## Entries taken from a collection
- - -

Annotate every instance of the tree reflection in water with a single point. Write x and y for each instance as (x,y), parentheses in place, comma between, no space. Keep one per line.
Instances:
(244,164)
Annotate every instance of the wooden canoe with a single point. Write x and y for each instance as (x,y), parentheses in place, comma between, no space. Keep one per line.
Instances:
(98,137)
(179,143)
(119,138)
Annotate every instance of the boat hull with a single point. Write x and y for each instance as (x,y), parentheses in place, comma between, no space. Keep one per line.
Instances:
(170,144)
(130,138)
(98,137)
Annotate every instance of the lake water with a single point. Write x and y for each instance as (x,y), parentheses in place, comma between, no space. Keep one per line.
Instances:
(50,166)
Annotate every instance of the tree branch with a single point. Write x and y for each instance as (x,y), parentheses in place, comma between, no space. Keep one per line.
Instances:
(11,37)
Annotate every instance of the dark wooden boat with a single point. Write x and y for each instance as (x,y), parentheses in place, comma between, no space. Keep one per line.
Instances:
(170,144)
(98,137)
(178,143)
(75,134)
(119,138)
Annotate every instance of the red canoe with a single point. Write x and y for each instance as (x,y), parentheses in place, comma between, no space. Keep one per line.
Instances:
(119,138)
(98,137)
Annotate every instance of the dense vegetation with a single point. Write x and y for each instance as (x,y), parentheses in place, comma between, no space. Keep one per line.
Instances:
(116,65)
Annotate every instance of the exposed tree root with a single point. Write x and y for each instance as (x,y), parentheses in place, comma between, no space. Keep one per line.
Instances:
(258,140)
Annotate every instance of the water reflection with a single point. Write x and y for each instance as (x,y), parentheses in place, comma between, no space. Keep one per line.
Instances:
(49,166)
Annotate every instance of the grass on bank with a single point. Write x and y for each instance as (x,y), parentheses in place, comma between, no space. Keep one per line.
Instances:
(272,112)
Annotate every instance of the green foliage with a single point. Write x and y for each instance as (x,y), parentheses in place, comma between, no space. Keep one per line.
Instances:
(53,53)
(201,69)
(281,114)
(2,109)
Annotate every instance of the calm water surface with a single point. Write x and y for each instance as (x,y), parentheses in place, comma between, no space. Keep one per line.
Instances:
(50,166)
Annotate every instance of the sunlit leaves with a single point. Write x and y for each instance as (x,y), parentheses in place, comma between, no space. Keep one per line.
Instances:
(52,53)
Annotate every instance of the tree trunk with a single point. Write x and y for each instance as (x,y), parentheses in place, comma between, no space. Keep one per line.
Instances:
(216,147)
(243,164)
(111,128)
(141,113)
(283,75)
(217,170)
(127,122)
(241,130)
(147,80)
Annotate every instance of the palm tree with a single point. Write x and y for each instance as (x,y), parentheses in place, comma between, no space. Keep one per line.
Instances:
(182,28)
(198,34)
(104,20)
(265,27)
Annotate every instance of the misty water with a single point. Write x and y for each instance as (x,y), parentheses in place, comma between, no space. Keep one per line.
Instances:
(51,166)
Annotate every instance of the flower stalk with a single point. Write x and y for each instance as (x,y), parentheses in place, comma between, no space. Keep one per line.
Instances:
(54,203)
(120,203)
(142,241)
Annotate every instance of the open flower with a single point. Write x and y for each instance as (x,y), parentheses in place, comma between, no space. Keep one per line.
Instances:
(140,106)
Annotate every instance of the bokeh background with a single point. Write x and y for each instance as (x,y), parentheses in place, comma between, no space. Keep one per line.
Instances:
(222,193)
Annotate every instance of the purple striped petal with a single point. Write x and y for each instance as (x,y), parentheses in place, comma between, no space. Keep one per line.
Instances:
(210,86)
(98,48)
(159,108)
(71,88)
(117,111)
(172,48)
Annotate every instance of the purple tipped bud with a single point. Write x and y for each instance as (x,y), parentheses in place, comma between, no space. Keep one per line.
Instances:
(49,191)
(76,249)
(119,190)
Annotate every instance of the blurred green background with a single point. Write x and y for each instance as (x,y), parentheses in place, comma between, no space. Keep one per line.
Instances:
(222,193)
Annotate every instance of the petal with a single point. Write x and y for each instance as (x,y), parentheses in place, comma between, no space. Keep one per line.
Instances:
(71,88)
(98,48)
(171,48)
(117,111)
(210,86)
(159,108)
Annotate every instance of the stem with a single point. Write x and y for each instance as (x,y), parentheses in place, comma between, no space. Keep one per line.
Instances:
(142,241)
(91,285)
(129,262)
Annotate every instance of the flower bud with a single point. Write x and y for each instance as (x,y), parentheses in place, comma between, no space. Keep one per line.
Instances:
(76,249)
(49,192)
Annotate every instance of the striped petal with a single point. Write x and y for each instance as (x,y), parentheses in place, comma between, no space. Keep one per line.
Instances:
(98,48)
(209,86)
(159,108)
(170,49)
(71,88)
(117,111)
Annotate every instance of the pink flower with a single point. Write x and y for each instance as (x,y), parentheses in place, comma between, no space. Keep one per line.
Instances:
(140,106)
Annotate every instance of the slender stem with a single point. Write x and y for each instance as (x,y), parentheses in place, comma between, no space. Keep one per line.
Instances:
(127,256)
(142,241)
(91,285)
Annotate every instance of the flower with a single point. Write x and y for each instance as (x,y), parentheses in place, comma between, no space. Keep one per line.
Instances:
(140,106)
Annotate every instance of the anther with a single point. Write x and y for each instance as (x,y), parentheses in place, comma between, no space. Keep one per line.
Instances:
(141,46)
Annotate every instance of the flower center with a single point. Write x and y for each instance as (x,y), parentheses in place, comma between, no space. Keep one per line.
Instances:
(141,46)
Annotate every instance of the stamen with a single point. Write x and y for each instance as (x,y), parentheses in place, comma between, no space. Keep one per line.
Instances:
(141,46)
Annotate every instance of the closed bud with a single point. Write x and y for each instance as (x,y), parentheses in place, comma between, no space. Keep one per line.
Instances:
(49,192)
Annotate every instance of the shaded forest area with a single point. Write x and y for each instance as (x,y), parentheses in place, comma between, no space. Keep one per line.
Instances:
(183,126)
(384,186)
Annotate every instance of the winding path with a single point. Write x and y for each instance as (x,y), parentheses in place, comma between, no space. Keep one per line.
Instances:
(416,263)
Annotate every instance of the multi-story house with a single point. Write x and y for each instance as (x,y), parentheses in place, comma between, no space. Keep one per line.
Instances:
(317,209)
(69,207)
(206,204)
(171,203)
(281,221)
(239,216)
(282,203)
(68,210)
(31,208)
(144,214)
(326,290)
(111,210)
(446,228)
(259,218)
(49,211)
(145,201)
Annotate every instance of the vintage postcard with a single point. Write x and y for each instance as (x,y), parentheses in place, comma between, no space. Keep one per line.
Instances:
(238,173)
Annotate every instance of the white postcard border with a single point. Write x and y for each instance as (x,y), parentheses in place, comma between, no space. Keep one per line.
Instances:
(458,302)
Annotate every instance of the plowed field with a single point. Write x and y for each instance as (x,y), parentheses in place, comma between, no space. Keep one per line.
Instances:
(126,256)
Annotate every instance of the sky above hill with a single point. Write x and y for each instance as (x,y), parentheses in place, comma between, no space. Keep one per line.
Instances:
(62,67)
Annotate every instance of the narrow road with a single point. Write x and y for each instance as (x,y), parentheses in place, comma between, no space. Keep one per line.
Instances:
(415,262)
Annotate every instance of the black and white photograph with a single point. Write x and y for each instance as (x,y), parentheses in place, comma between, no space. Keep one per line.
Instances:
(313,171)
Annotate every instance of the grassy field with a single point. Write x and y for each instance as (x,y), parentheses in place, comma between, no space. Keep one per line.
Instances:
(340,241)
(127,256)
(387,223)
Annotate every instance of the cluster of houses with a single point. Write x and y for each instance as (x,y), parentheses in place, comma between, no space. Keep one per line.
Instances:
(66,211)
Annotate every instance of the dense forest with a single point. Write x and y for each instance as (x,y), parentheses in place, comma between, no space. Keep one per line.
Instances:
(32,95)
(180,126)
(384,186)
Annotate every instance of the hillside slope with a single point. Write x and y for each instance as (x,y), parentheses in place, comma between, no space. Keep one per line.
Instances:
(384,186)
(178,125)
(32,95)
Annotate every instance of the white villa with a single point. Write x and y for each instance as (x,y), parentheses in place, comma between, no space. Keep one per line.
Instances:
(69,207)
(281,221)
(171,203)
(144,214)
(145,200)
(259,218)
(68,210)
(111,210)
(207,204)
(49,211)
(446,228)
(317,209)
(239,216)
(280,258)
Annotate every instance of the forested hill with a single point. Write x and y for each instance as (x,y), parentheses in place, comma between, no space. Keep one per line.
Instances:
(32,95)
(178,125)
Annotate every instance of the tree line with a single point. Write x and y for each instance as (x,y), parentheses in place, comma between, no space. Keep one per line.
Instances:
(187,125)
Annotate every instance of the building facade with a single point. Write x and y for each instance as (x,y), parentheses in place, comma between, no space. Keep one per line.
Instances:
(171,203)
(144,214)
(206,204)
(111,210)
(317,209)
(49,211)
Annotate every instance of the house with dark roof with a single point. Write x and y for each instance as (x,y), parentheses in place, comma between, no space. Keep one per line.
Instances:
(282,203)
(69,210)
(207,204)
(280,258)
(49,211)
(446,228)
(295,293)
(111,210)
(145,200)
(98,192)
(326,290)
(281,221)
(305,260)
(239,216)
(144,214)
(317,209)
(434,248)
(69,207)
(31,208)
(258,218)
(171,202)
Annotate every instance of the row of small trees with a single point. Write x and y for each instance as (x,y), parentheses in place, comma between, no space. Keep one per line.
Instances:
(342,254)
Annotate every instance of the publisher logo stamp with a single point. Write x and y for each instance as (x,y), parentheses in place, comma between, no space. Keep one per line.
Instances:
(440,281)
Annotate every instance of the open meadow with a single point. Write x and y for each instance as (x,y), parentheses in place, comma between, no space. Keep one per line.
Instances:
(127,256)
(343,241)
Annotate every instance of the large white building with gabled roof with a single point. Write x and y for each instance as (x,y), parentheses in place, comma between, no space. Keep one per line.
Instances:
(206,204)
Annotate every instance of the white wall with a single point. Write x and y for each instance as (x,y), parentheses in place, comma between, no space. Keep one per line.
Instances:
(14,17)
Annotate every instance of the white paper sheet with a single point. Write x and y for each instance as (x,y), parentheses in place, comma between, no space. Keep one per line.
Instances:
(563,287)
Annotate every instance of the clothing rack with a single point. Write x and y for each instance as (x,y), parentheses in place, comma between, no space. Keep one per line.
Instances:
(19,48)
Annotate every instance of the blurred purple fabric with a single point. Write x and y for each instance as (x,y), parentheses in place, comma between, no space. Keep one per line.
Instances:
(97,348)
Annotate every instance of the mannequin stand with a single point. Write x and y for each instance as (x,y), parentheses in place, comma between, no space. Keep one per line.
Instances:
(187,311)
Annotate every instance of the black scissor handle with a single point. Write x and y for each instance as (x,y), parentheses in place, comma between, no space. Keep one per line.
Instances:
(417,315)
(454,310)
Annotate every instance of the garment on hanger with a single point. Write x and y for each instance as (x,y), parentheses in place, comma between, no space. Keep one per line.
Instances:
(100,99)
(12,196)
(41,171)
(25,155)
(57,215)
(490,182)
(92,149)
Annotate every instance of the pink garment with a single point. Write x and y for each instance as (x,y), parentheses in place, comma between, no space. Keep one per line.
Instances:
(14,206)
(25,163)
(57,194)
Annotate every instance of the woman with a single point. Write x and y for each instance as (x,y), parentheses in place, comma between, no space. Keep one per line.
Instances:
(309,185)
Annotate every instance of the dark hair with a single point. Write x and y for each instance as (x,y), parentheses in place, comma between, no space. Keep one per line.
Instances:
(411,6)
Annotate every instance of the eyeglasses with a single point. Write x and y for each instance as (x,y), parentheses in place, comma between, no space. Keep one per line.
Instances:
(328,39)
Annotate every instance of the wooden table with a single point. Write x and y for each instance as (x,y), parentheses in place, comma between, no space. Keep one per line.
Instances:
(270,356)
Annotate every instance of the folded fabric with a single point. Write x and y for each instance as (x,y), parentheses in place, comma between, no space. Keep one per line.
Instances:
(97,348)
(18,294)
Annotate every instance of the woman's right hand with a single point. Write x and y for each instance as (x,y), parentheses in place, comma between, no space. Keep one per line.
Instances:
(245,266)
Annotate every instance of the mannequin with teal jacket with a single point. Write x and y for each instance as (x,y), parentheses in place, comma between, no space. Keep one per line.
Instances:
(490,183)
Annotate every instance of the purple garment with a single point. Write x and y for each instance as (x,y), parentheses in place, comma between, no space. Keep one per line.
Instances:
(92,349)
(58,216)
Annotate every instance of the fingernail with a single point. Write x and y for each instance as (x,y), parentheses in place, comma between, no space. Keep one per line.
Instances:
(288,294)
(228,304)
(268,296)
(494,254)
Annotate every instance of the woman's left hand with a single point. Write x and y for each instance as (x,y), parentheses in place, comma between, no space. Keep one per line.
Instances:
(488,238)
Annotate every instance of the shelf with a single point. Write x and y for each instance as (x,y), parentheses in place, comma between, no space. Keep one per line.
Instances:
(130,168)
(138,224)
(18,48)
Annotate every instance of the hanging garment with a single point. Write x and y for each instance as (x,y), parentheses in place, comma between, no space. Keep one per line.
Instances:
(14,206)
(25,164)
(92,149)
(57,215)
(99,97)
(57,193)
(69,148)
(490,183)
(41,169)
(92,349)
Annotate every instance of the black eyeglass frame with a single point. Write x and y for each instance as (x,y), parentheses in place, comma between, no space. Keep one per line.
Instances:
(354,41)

- - -

## What you should do
An exact, complete copy of the lines above from the one with "Annotate every instance of the narrow" through the one with "Annotate every instance of the black and" is the whole answer.

## Answer to the exercise
Annotate every instance of the narrow road with a single point. Write x and y for each instance as (x,y), parentheses in place, comma between, no space. Keep one per line.
Instances:
(415,262)
Annotate every instance of the black and white photograph with a single point. Write x and y for each instance as (x,y), parentheses in place, comma between, no space. Keep one per line.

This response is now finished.